## DIRECTIVE
Please list every line in the records below that contains the word "jacket", treating case as significant.

## TASK MATERIAL
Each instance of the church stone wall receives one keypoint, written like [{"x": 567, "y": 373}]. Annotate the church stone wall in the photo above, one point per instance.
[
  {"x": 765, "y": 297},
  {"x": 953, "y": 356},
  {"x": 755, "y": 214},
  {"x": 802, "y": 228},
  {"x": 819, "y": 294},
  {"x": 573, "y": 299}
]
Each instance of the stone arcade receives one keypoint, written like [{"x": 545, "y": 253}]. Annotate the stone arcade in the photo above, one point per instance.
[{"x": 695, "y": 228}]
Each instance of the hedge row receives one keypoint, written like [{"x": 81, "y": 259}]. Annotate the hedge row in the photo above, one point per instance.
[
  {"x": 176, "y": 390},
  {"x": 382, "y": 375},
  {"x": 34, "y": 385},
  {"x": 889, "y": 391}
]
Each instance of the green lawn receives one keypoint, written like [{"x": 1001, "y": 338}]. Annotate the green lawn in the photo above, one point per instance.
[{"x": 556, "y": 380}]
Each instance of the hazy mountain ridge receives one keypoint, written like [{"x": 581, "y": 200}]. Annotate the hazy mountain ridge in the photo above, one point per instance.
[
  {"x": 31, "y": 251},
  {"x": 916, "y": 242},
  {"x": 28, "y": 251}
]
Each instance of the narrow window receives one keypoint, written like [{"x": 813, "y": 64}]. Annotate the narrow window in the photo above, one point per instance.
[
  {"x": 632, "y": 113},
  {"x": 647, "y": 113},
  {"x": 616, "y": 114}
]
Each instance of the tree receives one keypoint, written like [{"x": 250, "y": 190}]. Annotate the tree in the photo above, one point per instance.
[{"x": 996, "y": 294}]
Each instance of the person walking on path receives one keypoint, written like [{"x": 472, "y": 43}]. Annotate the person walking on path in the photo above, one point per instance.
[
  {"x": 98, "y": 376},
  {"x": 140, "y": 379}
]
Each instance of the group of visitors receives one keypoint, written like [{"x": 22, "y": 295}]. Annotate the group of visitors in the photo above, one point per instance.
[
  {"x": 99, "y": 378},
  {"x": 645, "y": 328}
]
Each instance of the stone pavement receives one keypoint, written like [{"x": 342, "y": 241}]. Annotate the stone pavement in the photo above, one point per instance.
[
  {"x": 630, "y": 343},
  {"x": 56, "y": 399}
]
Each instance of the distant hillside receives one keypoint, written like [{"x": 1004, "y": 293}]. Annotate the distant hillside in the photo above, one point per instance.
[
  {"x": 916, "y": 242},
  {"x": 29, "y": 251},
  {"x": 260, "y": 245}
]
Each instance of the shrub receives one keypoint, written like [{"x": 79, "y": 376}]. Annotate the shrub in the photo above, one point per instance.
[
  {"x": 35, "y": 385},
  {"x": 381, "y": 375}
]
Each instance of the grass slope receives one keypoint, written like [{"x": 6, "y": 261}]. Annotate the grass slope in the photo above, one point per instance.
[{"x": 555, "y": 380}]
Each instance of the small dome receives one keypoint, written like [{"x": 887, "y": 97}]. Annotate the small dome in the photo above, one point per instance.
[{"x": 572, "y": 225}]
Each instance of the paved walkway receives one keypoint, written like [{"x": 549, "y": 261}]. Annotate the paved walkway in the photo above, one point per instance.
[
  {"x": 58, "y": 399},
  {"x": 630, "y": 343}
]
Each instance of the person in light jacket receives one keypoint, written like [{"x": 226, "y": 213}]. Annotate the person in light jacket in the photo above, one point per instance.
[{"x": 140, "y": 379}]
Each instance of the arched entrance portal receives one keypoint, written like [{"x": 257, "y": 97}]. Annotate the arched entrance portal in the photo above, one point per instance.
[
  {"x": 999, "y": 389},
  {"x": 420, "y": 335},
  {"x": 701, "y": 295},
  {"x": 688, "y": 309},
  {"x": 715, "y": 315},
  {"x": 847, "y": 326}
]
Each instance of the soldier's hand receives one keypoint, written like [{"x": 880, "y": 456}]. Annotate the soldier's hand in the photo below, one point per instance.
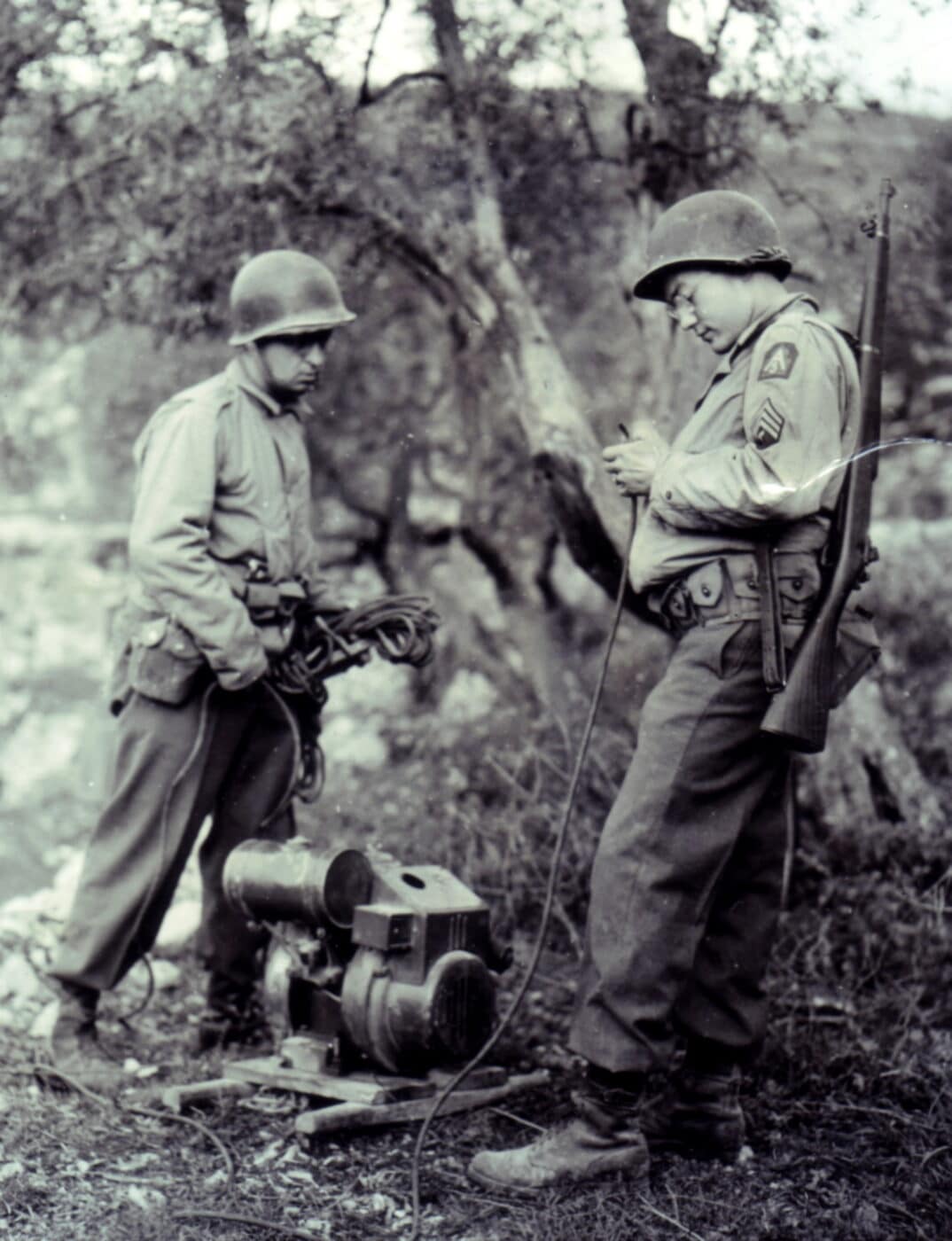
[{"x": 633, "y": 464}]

---

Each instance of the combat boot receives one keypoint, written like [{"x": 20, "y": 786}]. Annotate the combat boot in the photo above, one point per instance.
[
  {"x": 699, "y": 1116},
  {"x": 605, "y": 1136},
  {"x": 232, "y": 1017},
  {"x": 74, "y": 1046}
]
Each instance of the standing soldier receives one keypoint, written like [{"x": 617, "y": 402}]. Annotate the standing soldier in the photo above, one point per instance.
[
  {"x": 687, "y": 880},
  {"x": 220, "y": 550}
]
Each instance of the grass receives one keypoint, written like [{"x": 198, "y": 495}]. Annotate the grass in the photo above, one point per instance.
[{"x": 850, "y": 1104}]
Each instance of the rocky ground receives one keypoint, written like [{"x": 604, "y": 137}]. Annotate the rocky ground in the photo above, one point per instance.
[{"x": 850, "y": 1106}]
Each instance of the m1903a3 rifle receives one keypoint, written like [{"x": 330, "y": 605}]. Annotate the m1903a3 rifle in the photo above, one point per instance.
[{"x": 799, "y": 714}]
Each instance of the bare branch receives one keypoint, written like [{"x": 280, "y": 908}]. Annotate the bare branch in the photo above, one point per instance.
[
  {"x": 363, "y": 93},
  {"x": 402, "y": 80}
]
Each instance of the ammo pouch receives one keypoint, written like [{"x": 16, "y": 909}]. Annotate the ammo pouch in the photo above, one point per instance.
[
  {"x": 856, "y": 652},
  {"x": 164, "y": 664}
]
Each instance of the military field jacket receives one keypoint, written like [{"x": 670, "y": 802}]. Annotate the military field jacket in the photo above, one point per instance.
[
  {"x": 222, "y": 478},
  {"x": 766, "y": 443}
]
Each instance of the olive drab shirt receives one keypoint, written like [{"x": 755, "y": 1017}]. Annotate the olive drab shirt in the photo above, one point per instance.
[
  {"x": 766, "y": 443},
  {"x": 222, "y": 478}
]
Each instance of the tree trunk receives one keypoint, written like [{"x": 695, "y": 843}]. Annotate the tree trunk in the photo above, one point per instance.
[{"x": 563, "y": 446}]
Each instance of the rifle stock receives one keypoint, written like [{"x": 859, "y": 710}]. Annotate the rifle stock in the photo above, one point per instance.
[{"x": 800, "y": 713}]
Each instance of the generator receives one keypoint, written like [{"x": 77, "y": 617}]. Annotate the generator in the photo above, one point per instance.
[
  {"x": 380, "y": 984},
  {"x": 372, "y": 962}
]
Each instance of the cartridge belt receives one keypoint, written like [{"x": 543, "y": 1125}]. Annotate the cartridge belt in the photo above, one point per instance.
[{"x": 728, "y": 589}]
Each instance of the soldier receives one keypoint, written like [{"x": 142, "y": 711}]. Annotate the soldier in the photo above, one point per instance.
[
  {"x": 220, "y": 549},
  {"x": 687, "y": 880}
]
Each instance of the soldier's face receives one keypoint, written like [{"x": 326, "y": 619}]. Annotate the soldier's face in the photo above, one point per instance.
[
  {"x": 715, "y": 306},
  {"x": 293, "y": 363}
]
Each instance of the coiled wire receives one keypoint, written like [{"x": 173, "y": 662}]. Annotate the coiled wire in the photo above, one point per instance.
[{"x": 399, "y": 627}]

## THE RESULT
Each instance of the person in light jacket receives one keypoint, written like [{"x": 226, "y": 213}]. Annotate the person in light jacket in the photo above, one point per instance.
Each instance of the military field jacket receives one keypoint, written like [{"x": 670, "y": 802}]. Annotate the military field jacket in the photo above, one point per instance.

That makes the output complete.